I fooled my friends a couple of weeks ago. A young relative volunteered to rearrange my home office so that I would have more writing space. My friends, of course, were taking bets that I couldn’t leave home and let the young woman “do her thing.” They insisted that I would interfere and start giving orders about where I wanted things placed. Actually, I went into the kitchen, sat down and had a cup of coffee while she ordered her crew to start rearranging desks and bookcases. Later, I calmly disappeared into the bathroom, took a bath, got dressed and left for an appointment.
When I returned, I marveled over the transformation a lot like they do on those television room-makeover shows. She did a beautiful job, and I had not one thing to complain about. Was I hit by a bolt of lightning or run down by an 18-wheeler?
No, nothing spectacular happened. It’s just that over time most of us learn a few things. What my friends didn’t know was that one of the things I learned a long time ago is that when you can’t do something yourself, you need to let other people do it their own way, even if they drive you crazy while they’re doing it. That’s why you leave home while it’s going on. The truth is my work space needed rearranging, and I didn’t have time to do it. I needed help.
The only thing that happened in the process was that I remembered when my mother’s lawn needed mowing and she had eye surgery and was unable to mow. My nephew was determined to do it for her. Unfortunately, my nephew did most things while drinking a can of beer. My mother was furious. She ranted and raged the entire time he was cutting the lawn. When he finished, I calmly asked her if he got the job done. She agreed that, in spite of the beer, he had done a pretty good job, and the subject was closed. That afternoon, I learned a valuable lesson. If you want things done your way, you have to do them yourself. Otherwise, sit down and be quiet.
That was just one small lesson that has remained with me for a lifetime. The really big one that I have to pull out and dust off most frequently that I learned from my mother was the need to stand up for what one believes in. During the Civil Rights Movement, I remember my mother pointing out to me that the only reason why my opponents had not tied a rock to my ankles and dumped me in the river was because we didn’t live near a river. She never discouraged me though because she had taught me the importance of choosing sides when a principle was involved.
I bring this up because every time I speak out against the two-party system, I get a hate letter or two. One I got the other day suggested that since I hate America and its political system, I should move to Africa. It’s amazing how little political debate changes over the years when race is involved. When my opponents start suggesting that I move to Norway or Sweden, I will be happy that we have at least crossed that bar.
I think the absence of civics in many schools accounts for the fact that when people feel threatened by nontraditional political ideas, they feel a sense of inadequacy that causes them to resort to age-old prejudices and long-held grievances in an attempt to defend their beliefs. The two-party system has the power and the money to last probably until the end of time. Nevertheless, I reserve the right to criticize it until it becomes illegal to do so, at which time I will refrain.
Something I’ve also learned in the course of living is that an individual can make too many enemies. That’s why I have always been willing to lose an argument to win a friend when a principle is not involved. I’ve known too many people who have wound up elderly, sick and alone in the world because they chose to win at all costs. When there was an opportunity for compromise, they chose to cut off their nose to spite their face. I’m delighted when I’m accused of seeing the opposite side of the argument. Many of my friends are staunch Republicans or staunch Democrats, and I am just as staunch in my beliefs that we need a multi-party system. Does that mean we have to resort to name-calling, racial slurs and attack each other’s patriotism? I don’t think so.
Over the more than 200 years of our nationhood, I think there have been enough examples of good and bad governance for people to have a healthy and productive exchange of ideas, and the problem is very little of those kind of intelligent discussions take place.
While we’re on the subject, one of the big lessons life has to teach us all is that there is a time and place for everything. It’s time now to pause and say, may you and yours have a peaceful and joyous Christmas.

______________________________

→ Assigned task 1:
According to the essay, what kind of political system does the writer believe the country needs?
→ Assigned task 2:
Retype the part of the essay between "Over the more" and "discussions take place.", inclusive.

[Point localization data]
______________________________

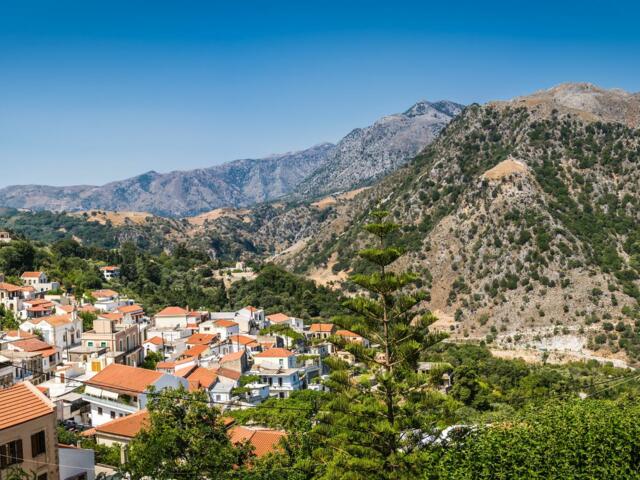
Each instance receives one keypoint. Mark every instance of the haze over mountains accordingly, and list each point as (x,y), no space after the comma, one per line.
(361,156)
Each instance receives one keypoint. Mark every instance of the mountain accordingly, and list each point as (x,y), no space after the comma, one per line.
(362,155)
(523,220)
(366,154)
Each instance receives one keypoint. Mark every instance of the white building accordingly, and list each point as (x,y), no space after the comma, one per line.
(62,331)
(39,281)
(282,319)
(120,390)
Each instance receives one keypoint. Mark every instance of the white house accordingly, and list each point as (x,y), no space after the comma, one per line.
(110,272)
(62,331)
(120,390)
(275,358)
(39,281)
(172,317)
(107,300)
(282,319)
(223,328)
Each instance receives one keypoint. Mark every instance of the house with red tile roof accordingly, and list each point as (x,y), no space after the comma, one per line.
(28,431)
(120,390)
(62,331)
(122,430)
(282,319)
(352,337)
(321,330)
(172,317)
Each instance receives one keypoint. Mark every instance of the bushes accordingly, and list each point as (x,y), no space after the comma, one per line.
(575,440)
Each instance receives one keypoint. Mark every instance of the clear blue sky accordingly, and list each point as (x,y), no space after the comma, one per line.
(93,91)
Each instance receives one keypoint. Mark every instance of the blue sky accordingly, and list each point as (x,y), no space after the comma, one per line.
(94,91)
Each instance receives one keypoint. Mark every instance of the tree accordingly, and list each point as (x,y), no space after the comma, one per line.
(151,360)
(375,420)
(185,438)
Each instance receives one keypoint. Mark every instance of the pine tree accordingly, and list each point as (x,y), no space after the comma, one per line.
(378,418)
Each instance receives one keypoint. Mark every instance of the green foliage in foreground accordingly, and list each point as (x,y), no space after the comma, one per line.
(576,440)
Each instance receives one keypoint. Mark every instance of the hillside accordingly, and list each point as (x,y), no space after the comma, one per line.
(367,154)
(523,219)
(364,154)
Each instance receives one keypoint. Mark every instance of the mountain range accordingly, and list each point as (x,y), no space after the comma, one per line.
(363,155)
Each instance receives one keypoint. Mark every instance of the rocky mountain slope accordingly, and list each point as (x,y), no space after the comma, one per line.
(362,155)
(236,184)
(523,218)
(368,153)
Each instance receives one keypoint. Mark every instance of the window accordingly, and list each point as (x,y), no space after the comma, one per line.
(38,444)
(11,453)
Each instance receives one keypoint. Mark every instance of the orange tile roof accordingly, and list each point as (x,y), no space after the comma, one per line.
(168,365)
(278,318)
(9,287)
(31,274)
(274,352)
(225,323)
(196,351)
(109,268)
(124,378)
(227,373)
(263,440)
(201,339)
(243,340)
(111,316)
(205,377)
(33,404)
(321,327)
(232,357)
(127,427)
(130,308)
(172,312)
(31,345)
(104,293)
(20,334)
(54,320)
(347,333)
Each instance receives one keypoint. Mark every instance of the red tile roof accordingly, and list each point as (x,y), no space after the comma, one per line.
(124,378)
(32,404)
(243,340)
(201,339)
(196,351)
(347,333)
(263,440)
(31,345)
(104,293)
(321,327)
(31,274)
(130,309)
(225,323)
(228,373)
(274,352)
(127,427)
(232,357)
(172,312)
(203,376)
(9,287)
(278,318)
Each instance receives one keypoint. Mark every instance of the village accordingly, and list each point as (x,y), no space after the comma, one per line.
(91,364)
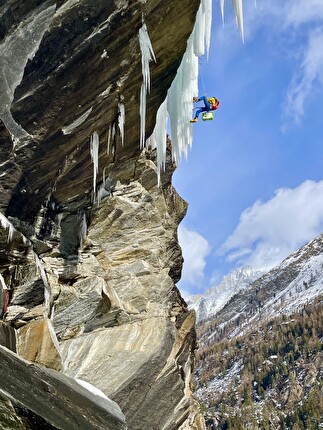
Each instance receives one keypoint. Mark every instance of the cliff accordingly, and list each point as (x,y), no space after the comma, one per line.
(89,255)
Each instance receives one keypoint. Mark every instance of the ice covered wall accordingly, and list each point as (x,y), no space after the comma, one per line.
(178,104)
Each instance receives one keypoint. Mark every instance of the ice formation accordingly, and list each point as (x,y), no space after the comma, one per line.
(121,121)
(15,51)
(94,151)
(83,230)
(5,223)
(147,55)
(47,289)
(71,127)
(178,103)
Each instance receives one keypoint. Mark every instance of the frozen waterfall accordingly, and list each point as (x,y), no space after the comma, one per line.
(178,103)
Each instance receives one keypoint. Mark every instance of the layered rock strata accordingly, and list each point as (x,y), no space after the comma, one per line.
(89,256)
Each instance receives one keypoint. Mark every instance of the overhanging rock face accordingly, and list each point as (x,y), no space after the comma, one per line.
(89,255)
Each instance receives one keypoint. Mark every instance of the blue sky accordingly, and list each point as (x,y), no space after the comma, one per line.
(254,176)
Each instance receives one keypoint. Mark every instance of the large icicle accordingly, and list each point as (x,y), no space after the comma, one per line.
(178,103)
(147,55)
(121,121)
(15,51)
(237,6)
(94,151)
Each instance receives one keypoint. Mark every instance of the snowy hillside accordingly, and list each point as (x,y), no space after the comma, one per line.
(259,364)
(214,299)
(285,289)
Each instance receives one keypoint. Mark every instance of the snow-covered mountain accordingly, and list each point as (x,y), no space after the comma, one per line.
(298,280)
(259,364)
(215,298)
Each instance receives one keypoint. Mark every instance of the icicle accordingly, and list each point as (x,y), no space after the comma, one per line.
(147,55)
(180,95)
(222,9)
(47,289)
(109,139)
(121,121)
(159,137)
(94,150)
(83,230)
(5,223)
(237,6)
(185,86)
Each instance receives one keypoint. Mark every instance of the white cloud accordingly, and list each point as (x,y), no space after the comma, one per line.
(195,249)
(269,231)
(301,24)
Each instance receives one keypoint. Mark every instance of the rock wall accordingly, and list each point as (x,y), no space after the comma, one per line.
(89,256)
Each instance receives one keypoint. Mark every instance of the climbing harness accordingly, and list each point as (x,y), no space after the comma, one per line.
(207,116)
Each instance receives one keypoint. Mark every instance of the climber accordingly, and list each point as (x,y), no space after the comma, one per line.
(211,103)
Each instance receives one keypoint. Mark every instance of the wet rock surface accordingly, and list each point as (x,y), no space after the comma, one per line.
(89,255)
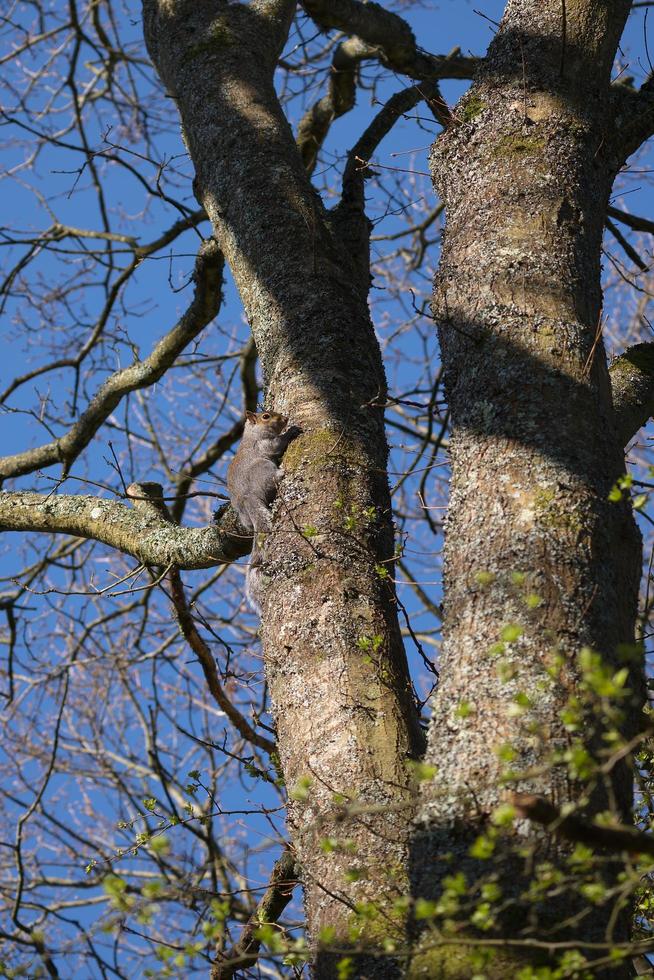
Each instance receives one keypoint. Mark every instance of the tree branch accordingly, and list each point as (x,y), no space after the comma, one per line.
(148,499)
(390,35)
(340,98)
(146,536)
(632,381)
(614,839)
(277,896)
(204,307)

______________________________

→ Task solution 1:
A multi-party system.

→ Task solution 2:
Over the more than 200 years of our nationhood, I think there have been enough examples of good and bad governance for people to have a healthy and productive exchange of ideas, and the problem is very little of those kind of intelligent discussions take place.